**REQUEST**
Show each line of the rows below that contains the word "pickup". Case counts.

Records from a dataset

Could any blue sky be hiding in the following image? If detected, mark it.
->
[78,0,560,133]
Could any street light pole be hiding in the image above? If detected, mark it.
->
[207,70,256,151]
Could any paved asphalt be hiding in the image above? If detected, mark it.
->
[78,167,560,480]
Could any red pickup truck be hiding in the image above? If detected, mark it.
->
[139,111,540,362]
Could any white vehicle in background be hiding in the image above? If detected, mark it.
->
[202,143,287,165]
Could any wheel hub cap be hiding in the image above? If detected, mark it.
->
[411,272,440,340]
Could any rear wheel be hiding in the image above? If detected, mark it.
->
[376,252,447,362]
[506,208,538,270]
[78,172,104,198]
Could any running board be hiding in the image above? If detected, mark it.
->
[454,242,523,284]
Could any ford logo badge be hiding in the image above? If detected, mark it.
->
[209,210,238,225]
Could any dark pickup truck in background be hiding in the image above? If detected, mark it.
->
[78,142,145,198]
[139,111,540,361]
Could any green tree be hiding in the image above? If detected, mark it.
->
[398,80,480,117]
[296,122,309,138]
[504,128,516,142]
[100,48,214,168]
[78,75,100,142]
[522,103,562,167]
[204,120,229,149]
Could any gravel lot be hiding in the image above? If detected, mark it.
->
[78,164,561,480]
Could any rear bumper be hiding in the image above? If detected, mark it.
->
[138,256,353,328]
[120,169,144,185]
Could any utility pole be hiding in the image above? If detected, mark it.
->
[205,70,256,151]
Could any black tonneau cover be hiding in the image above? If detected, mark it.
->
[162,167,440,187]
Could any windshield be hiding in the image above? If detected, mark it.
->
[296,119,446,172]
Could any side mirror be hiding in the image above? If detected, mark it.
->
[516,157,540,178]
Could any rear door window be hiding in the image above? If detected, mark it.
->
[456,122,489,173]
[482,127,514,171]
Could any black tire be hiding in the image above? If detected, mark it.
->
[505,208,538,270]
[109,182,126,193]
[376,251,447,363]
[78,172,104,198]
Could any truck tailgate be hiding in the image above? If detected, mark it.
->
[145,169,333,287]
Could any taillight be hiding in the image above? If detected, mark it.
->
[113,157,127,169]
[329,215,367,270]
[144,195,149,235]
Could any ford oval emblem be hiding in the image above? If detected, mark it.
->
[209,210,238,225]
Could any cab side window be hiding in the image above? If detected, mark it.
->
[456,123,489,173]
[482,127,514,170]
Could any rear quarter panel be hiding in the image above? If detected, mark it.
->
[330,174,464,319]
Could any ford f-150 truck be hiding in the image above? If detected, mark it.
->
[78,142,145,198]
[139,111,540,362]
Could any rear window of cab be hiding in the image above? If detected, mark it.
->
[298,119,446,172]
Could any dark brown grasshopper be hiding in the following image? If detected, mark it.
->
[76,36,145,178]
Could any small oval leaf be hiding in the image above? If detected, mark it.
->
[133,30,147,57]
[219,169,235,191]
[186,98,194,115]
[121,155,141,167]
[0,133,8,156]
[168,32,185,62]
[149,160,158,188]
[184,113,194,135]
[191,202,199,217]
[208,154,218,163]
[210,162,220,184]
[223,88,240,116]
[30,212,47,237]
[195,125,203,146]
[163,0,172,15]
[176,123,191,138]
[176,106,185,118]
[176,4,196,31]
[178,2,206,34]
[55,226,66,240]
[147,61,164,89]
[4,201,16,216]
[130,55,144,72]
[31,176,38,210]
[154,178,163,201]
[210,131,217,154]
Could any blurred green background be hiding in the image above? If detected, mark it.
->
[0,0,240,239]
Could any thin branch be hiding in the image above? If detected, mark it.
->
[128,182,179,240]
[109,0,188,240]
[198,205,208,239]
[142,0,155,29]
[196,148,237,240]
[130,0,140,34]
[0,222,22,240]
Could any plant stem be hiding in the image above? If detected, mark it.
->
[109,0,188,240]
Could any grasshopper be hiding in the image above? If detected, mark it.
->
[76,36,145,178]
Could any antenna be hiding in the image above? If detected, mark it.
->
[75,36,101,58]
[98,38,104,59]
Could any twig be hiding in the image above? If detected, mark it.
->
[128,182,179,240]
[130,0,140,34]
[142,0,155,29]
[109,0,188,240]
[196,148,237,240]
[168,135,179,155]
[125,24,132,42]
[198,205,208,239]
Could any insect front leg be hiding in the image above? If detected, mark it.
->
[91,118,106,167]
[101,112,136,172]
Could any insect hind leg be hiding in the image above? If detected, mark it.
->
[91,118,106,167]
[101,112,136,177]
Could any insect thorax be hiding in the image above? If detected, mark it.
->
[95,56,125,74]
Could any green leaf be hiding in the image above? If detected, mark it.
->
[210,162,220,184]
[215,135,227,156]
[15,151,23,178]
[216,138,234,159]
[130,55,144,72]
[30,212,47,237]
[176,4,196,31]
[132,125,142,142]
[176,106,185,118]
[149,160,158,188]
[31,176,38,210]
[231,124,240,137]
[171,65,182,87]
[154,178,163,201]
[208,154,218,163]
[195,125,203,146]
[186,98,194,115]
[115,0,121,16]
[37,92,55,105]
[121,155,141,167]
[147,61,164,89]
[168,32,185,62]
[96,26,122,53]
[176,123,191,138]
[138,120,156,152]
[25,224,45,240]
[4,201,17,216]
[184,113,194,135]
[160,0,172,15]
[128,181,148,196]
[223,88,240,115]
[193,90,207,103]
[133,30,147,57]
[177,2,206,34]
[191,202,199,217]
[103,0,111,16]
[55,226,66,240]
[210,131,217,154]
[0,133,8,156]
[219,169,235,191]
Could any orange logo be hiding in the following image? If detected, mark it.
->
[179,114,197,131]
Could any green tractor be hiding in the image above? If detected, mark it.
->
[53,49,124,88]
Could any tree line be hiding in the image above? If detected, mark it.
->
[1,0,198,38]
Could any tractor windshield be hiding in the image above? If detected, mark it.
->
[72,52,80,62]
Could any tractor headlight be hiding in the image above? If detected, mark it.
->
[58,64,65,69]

**FINAL RESULT**
Could any red pickup truck be hiding in the image above? If detected, mark it.
Could any dark pickup truck in background be hiding in the image above? If detected, mark it.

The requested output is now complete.